-- start of MATERIAL SHOWN --

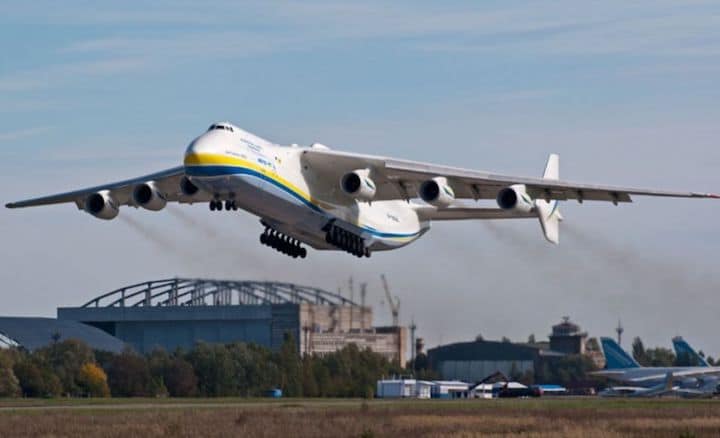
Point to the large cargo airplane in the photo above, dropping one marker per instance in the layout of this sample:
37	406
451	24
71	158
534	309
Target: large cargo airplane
689	381
333	200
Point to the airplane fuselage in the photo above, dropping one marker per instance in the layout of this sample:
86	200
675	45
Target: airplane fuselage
271	181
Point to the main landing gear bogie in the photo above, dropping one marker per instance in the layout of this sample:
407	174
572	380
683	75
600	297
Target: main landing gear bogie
347	241
282	243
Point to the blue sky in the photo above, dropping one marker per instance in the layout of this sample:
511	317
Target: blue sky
626	92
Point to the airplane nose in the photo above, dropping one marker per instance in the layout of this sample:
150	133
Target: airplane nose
196	150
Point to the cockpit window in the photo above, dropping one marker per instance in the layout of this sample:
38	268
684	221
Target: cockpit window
220	126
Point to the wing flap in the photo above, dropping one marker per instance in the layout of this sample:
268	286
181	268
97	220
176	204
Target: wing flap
451	214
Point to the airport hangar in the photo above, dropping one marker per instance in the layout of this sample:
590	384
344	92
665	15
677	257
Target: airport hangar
177	313
473	361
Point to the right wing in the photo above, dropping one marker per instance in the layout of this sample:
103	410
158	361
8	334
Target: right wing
400	179
168	182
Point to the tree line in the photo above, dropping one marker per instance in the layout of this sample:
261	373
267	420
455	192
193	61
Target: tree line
71	368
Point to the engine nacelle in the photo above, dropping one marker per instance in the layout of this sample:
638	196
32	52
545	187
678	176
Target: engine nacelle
102	205
437	192
187	187
147	196
358	185
515	198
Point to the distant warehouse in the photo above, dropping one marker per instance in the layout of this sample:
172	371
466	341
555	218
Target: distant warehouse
474	361
177	313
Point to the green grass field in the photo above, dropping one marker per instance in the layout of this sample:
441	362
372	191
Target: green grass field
581	417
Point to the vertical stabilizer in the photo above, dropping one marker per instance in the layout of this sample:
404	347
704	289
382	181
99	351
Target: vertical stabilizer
547	210
615	356
683	349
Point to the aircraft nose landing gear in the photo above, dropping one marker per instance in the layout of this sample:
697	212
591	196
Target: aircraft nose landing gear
282	243
217	205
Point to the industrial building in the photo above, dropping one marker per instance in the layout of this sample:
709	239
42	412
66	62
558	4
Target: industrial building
177	313
33	333
474	361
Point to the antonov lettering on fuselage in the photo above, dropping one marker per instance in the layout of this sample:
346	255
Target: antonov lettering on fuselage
334	200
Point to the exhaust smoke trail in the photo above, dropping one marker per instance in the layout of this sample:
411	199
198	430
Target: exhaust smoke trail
148	234
189	221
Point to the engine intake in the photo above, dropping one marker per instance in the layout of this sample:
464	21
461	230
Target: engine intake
102	205
437	192
358	184
515	198
147	196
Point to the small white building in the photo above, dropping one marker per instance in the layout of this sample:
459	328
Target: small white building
450	389
403	388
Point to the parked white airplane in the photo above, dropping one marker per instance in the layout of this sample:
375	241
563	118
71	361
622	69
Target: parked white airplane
684	381
337	200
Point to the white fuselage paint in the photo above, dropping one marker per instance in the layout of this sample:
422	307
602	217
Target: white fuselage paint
272	182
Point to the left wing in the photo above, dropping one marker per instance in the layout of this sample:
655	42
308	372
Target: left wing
401	179
170	184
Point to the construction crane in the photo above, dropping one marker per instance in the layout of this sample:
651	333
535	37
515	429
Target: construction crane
393	303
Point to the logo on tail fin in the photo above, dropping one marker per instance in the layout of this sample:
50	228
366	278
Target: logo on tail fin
683	349
615	356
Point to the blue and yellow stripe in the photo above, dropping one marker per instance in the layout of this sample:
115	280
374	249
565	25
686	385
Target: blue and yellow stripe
214	165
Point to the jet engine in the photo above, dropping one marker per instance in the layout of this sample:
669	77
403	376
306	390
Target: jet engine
358	185
515	198
102	205
437	192
149	197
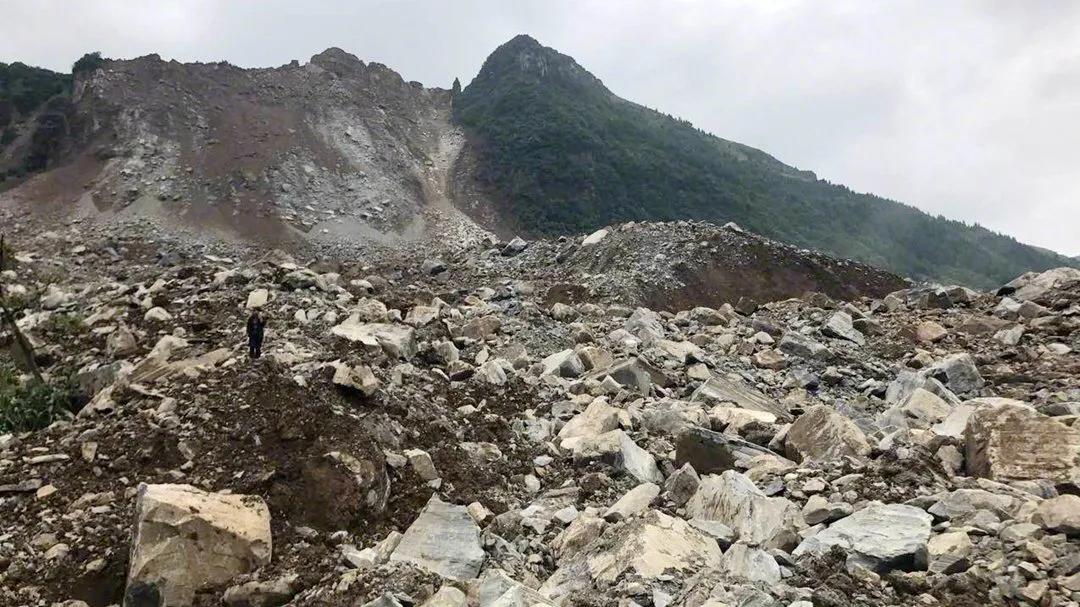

-- end of MATERIAL SHOWN --

**TASK DIRECTIONS:** Can you rewrite the lines above as a numbered list, skipping any blank lines and leaving out the pictures?

**TASK ANSWER:**
1. Point to the large cargo airplane in the photo above, dropping one marker per instance in the layout of this sample:
2. 37	406
3. 451	24
4. 71	158
5. 534	309
6. Target: large cargo airplane
7. 689	381
8. 333	200
9. Point to the airplane fuselage in the photo above, dropping one marker per instance in the layout of this sample:
10. 86	200
11. 675	45
12. Target: airplane fuselage
13. 271	181
14. Point to the main landing gear bogie in the photo above, dropping one marker per instance in the layout of this sample:
15. 407	174
16. 572	380
17. 683	75
18. 600	297
19. Target: main landing gear bogie
20. 347	241
21. 282	243
22. Point to the blue sky in the photo above, dropping one marker per instance in the layout of this sample:
23. 511	317
24. Target: blue sky
25. 626	92
26. Point to the airplane nose in the photo above, dropping one marker per instance in the layout of this sample:
27. 150	133
28. Target: airplane nose
29. 196	150
30. Point to the cockpit window in the photo above, dropping one marker per instance in the layout of this sample:
31. 38	268
32. 684	221
33. Target: cockpit window
34. 220	126
35. Point to the wing flap in the photo above, dropping one marker per instance in the layout of this sample:
36. 268	286
37. 181	268
38. 97	220
39. 176	204
40. Target: wing flap
41. 451	214
42. Point to the airport hangar in the photo above, dropping one marker per instance in the layout of this sample:
43. 590	384
44. 344	92
45. 665	15
46. 677	257
47. Target: airport hangar
48. 177	313
49. 473	361
50. Point to the right wing in the photo above, dropping one marker per instance in the layout of this sample:
51. 103	410
52. 158	361
53. 8	334
54. Target: right wing
55. 400	179
56. 168	182
57. Point to the tree line in the photo above, dropping one marker per instance in the layout of this sample:
58. 261	373
59. 267	420
60. 455	192
61. 193	61
62. Target: tree line
63. 71	368
64. Point to the engine nacelle in the photo above, dropping one marker per instance in the layout of this sample:
65. 638	196
66. 32	52
67. 545	187
68. 678	176
69. Target: engine nacelle
70. 102	205
71. 437	192
72. 187	187
73. 147	196
74. 358	185
75. 515	198
76. Point to the distant warehouse in the photo above, dropping one marker per instance in the layout of this sample:
77. 172	371
78. 466	341
79. 555	218
80. Target: distant warehouse
81. 474	361
82. 177	313
83. Point to the green grass field in the photo above, dropping one marker per instance in the layout of this sample:
84. 441	362
85. 372	191
86. Target: green grass field
87. 581	417
88. Point to the vertical stabilizer in the photo above, dropping one marker per instance in the layout of this sample:
89. 404	347
90. 704	289
91. 382	181
92. 99	351
93. Target: vertical stabilizer
94. 547	210
95. 615	356
96. 683	349
97. Point to the aircraft nose landing gear in the photo above, dropping one marker per instance in the layout of this sample:
98. 697	212
99. 591	196
100. Target: aircraft nose landing gear
101. 282	243
102. 217	205
103. Point to the industrial building in the photo above, dropping one marker per instance in the layout of this sample:
104. 709	239
105. 42	412
106. 66	62
107. 558	4
108. Target: industrial building
109. 177	313
110. 33	333
111. 474	361
112. Point to the antonov lettering on fuselage in the photo above, dropping one marker per instance in the layout of this sample:
113. 346	255
114. Target: antonov lettering on fuselage
115. 334	200
116. Point to the exhaust smoke trail in the photo above, dropping one marker per instance in the layout of this sample:
117. 411	199
118. 198	430
119. Target: exhaust smoke trail
120. 148	234
121. 189	221
122. Point to the engine intake in the photo above, dropping one marker per instance in the layout of this sample:
123. 464	21
124. 461	230
125. Target: engine intake
126. 102	205
127. 437	192
128. 358	184
129. 515	198
130. 147	196
131. Point to the small white building in the photo above, dropping one marker per instance in the layout of this sample:
132. 459	328
133. Target: small white building
134. 450	389
135. 403	388
136. Point to the parked white airplane in the photo above, dropping one marker per instance in the layout of this sample:
137. 375	241
138. 563	118
139. 71	361
140. 622	69
141. Target: parked white airplane
142. 684	381
143. 337	200
144. Point to the white fuselage paint in the photo above, dropping one marker per instance in the layout of this sample:
145. 422	307
146. 602	217
147. Target: white fuselage paint
148. 272	182
149. Point to the left wing in the photo above, dropping one marker per instance in the layout of this sample:
150. 655	42
151. 308	372
152. Target: left wing
153. 401	179
154. 170	184
155. Point to the construction crane in the photo above, dropping one marker per instance in the layout of this sample:
156. 651	333
157. 535	37
158. 515	429
159. Target: construction crane
160. 393	303
161. Point to the logo on tail fin in the photo above, dropping one marker per instance in the layout of this sample:
162. 50	228
163. 366	278
164. Target: logo on tail fin
165. 683	349
166. 615	356
167. Point to the blue and yellow stripe in the photo above, dropping one marker per instance in the layout of this sample:
168. 115	280
169. 374	249
170. 565	25
171. 686	385
172. Target: blue and yellow stripe
173. 214	165
174. Point to the jet engine in the photo above, dropping one marker per instance in the layout of this sample:
175. 669	77
176. 403	376
177. 306	390
178. Target: jet engine
179. 358	185
180. 515	198
181. 102	205
182. 437	192
183. 149	197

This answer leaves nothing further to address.